Stored records
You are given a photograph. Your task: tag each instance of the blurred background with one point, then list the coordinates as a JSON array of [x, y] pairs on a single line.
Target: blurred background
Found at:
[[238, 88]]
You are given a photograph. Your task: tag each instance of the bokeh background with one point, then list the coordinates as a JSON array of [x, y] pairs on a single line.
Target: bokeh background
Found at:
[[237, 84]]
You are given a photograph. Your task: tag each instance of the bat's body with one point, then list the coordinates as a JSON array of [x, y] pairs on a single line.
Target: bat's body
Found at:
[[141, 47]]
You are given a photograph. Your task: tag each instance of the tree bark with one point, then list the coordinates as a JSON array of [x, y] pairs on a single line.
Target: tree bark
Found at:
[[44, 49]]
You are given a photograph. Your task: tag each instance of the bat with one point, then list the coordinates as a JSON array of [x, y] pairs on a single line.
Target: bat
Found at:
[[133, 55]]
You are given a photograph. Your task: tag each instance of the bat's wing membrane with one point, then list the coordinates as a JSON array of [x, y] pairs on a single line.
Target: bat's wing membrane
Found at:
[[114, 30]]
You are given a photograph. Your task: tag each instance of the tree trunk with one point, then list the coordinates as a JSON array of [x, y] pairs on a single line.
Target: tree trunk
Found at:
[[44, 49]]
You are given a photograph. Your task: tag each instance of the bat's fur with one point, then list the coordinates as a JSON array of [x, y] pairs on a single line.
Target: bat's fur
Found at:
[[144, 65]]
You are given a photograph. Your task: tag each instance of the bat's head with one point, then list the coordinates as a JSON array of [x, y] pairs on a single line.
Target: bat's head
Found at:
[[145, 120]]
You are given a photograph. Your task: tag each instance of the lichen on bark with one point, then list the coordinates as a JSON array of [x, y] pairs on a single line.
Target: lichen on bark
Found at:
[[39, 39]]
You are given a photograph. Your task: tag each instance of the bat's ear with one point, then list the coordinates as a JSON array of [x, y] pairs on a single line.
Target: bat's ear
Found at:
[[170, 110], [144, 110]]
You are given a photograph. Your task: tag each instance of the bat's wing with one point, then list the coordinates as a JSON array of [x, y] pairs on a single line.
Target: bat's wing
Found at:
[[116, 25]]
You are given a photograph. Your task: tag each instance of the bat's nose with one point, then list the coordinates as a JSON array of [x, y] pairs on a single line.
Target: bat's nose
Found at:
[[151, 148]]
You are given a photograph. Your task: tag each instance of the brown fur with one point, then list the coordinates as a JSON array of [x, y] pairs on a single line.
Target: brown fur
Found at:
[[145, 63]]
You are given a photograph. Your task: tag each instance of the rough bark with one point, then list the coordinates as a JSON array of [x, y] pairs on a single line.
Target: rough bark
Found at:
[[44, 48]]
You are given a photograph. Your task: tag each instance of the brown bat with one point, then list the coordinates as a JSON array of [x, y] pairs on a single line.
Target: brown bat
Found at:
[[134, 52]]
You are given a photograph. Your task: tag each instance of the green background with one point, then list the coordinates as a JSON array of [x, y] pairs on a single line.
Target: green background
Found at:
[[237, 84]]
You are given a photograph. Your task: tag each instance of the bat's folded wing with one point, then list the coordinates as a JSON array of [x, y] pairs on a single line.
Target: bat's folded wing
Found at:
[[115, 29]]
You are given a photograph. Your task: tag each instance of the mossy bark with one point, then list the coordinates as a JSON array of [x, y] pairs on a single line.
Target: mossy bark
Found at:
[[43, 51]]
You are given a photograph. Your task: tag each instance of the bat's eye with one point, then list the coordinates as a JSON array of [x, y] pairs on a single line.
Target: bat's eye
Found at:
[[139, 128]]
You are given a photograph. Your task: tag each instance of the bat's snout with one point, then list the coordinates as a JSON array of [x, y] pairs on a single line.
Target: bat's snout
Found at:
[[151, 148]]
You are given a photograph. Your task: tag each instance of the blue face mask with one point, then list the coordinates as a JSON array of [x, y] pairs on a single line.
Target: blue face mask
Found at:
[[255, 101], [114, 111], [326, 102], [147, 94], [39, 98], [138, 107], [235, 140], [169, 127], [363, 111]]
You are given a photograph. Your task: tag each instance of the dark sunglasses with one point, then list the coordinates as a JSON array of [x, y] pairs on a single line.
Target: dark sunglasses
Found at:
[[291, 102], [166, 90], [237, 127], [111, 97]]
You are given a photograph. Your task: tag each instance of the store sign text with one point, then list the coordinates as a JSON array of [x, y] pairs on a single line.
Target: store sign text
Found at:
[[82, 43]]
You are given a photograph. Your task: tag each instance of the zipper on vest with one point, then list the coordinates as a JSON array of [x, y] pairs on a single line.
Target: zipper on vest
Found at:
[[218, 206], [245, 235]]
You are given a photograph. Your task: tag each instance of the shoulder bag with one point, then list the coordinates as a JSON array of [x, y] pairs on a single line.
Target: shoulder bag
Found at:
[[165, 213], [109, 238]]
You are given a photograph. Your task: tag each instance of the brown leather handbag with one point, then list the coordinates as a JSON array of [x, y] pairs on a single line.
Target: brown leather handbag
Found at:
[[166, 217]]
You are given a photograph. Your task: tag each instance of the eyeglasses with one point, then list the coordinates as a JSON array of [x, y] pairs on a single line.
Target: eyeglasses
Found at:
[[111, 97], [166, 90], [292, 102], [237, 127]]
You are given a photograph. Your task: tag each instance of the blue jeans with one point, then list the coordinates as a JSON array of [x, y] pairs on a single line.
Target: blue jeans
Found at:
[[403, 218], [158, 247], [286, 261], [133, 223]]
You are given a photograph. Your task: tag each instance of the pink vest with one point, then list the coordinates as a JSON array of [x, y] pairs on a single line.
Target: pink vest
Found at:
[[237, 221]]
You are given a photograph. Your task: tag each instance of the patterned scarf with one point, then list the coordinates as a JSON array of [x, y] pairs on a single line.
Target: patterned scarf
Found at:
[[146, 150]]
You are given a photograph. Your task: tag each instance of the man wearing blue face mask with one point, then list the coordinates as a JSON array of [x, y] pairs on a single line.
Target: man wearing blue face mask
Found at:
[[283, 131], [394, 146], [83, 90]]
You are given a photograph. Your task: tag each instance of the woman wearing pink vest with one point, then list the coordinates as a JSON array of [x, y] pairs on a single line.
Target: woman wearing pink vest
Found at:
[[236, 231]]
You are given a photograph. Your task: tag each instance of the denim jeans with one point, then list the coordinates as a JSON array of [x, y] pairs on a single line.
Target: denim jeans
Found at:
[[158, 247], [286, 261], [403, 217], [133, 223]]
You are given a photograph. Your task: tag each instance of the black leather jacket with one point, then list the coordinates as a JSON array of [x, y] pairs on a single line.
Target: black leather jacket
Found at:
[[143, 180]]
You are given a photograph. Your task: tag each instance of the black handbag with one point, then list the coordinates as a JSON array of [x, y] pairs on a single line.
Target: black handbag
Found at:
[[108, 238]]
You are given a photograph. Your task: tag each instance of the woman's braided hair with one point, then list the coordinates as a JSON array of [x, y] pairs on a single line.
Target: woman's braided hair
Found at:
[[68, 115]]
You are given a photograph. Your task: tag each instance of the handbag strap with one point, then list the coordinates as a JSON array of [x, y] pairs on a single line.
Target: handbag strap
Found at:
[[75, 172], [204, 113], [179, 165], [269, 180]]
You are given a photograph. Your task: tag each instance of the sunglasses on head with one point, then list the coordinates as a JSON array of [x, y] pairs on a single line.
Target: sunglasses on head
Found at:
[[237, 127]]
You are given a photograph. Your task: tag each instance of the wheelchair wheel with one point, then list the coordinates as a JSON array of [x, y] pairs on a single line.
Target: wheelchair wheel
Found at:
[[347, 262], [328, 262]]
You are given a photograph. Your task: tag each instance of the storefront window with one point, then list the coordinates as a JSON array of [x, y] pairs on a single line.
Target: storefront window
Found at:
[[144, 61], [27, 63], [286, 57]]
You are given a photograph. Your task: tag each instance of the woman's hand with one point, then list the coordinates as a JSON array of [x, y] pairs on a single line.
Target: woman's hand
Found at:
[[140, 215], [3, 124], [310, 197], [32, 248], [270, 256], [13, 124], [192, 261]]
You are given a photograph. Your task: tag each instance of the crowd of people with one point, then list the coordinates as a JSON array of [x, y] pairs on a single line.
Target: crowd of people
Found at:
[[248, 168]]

TASK
Answer with a number alone. It should equal the count of lines in the entries that hold "jacket".

OUTPUT OF THE TASK
2